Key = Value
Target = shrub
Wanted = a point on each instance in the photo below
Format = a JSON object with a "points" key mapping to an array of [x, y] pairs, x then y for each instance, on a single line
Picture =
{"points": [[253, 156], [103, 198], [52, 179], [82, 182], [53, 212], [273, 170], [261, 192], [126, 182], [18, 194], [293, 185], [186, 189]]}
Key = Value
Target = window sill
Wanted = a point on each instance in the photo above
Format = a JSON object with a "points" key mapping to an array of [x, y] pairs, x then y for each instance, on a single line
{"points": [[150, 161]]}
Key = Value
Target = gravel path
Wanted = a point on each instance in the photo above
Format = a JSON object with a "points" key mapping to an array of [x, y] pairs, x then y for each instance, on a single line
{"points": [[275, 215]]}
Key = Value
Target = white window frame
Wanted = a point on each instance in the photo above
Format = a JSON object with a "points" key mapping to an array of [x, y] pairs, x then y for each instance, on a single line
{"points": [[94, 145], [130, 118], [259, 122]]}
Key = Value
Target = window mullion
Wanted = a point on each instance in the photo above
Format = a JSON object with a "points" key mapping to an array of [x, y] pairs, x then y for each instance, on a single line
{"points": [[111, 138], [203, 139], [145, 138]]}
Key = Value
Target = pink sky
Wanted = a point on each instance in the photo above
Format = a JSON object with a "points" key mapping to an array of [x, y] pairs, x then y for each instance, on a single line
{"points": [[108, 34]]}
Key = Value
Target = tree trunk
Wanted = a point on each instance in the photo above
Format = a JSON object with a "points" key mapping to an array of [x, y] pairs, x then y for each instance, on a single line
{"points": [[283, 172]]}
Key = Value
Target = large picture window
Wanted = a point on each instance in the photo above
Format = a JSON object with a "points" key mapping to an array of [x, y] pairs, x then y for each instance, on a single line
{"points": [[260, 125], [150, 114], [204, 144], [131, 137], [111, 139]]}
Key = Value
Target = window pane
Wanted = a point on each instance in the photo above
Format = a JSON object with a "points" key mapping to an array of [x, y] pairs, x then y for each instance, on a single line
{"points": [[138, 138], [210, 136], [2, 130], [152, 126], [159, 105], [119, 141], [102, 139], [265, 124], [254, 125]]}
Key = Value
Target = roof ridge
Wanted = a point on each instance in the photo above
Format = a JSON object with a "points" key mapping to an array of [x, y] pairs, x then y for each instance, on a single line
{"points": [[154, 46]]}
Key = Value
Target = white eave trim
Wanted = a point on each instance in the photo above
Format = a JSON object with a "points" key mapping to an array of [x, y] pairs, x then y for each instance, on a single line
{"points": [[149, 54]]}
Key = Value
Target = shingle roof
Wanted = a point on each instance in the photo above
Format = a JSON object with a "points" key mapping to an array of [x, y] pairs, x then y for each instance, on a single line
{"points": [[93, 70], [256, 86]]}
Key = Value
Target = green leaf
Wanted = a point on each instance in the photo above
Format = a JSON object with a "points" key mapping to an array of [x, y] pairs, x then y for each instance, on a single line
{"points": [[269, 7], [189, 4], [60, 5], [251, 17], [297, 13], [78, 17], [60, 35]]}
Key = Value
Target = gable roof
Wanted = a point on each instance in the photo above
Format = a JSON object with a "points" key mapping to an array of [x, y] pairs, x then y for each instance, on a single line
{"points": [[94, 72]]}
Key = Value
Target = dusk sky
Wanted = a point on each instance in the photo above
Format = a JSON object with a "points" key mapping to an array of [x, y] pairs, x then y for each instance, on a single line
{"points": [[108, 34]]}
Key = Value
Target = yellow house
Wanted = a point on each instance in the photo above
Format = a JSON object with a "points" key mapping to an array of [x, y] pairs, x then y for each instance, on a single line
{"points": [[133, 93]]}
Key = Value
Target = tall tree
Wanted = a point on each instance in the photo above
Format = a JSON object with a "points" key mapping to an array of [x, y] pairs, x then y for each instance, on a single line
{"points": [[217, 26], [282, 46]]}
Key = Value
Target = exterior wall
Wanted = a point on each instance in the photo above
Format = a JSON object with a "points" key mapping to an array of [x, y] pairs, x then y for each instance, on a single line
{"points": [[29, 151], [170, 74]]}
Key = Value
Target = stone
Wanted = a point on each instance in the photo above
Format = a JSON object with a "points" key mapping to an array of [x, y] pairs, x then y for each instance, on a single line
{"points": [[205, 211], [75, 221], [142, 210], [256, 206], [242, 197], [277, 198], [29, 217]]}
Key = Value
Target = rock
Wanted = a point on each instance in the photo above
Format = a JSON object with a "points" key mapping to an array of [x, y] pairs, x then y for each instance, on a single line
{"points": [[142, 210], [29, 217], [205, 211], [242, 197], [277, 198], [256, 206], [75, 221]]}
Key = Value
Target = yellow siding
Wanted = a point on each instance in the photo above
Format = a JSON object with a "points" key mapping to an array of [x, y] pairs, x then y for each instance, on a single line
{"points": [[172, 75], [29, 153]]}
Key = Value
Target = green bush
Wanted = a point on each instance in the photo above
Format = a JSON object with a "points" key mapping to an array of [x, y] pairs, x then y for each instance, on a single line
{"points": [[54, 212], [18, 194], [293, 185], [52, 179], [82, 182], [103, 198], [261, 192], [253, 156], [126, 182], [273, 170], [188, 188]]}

____________________

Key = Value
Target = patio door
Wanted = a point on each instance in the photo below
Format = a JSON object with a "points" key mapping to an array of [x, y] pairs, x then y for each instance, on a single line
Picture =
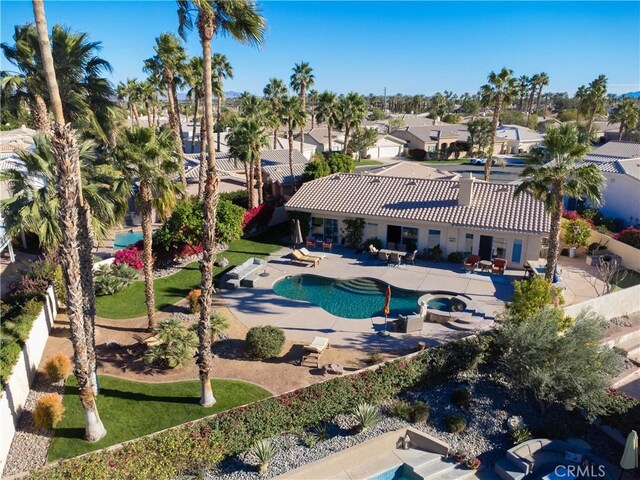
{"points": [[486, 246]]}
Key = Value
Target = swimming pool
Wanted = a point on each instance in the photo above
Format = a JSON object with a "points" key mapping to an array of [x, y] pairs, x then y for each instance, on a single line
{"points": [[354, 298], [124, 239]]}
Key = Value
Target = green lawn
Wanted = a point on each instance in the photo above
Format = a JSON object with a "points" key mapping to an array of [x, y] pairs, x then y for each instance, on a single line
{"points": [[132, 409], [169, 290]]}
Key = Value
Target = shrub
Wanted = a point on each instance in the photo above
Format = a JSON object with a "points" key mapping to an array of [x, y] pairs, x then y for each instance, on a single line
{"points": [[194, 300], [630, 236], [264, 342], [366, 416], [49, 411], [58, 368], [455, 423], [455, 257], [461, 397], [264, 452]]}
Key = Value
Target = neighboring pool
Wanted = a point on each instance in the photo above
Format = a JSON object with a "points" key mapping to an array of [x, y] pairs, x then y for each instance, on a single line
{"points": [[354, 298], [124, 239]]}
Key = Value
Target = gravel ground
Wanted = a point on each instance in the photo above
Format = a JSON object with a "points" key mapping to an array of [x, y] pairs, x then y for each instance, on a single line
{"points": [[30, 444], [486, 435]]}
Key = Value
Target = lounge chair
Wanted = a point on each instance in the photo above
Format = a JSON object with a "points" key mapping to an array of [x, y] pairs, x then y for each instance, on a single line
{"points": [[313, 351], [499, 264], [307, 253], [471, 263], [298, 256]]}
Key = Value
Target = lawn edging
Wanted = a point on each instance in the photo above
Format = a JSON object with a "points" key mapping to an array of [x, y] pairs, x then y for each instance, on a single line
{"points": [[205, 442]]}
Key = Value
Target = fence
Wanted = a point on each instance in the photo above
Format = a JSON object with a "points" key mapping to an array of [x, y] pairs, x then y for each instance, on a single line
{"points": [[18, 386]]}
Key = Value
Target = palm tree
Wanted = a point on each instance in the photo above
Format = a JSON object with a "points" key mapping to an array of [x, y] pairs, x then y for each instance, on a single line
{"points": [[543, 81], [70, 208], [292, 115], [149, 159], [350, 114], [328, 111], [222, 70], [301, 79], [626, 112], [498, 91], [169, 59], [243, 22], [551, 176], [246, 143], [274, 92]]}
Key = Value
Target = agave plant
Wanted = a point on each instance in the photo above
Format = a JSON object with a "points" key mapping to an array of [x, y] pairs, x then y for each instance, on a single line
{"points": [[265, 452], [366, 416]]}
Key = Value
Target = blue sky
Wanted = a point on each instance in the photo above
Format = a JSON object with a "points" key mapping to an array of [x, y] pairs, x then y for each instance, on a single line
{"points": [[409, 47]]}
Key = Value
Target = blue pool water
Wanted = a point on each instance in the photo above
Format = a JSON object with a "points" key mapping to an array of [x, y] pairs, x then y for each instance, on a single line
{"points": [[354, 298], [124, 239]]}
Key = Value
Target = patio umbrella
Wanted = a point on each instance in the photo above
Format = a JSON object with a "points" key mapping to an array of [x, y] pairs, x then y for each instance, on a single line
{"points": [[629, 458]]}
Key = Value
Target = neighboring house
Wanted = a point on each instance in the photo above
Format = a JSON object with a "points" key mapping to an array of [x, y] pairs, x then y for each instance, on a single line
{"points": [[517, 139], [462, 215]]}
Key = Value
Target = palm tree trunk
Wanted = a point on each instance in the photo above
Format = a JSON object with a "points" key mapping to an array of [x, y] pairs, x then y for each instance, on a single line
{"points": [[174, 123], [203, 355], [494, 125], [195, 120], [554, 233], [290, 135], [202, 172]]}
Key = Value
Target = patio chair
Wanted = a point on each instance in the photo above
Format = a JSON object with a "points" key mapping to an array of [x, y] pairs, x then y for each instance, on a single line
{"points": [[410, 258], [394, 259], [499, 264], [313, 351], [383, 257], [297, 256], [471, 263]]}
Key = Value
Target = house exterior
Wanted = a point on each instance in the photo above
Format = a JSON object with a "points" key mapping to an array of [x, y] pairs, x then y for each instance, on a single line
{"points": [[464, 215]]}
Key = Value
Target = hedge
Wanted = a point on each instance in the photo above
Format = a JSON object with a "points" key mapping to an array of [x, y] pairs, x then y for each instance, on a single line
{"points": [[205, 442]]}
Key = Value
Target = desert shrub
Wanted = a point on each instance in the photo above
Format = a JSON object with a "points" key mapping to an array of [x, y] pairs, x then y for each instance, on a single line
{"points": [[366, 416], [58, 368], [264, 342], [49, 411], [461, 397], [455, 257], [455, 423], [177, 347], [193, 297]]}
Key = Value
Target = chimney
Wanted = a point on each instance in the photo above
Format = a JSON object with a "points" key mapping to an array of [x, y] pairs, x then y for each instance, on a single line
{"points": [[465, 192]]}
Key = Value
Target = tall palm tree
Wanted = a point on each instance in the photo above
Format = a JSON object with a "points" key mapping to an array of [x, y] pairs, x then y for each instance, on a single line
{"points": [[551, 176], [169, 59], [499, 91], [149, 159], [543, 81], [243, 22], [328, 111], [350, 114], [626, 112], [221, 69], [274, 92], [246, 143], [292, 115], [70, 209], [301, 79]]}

____________________

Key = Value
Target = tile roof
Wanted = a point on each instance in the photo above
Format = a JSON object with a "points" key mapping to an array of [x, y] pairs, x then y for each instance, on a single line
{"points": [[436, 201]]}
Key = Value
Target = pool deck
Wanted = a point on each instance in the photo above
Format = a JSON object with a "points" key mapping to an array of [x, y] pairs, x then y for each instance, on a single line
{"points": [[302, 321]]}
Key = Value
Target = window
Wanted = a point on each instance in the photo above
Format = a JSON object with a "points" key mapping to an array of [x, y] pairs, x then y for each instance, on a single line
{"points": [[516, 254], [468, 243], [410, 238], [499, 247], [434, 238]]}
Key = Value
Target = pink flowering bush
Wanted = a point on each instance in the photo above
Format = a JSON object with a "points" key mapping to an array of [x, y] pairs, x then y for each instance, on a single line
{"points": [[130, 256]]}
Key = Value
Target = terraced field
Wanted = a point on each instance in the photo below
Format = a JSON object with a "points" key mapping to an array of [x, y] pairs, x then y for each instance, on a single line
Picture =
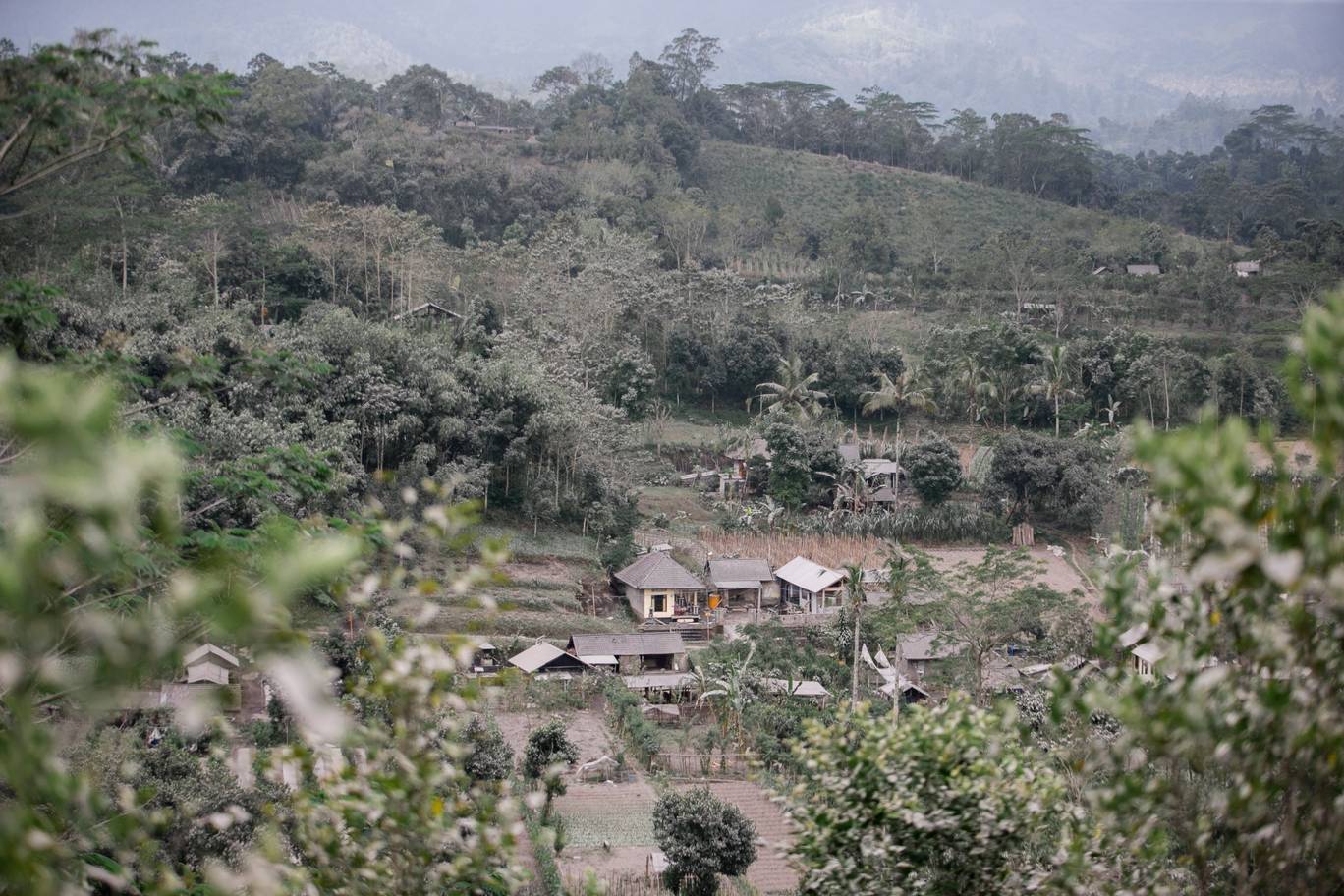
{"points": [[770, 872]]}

____________________

_AIM_
Which lines of the material above contain the word "bush"? Extract each of those lines in full.

_WRITTEN ANSWER_
Target = green bush
Target = pink flowering bush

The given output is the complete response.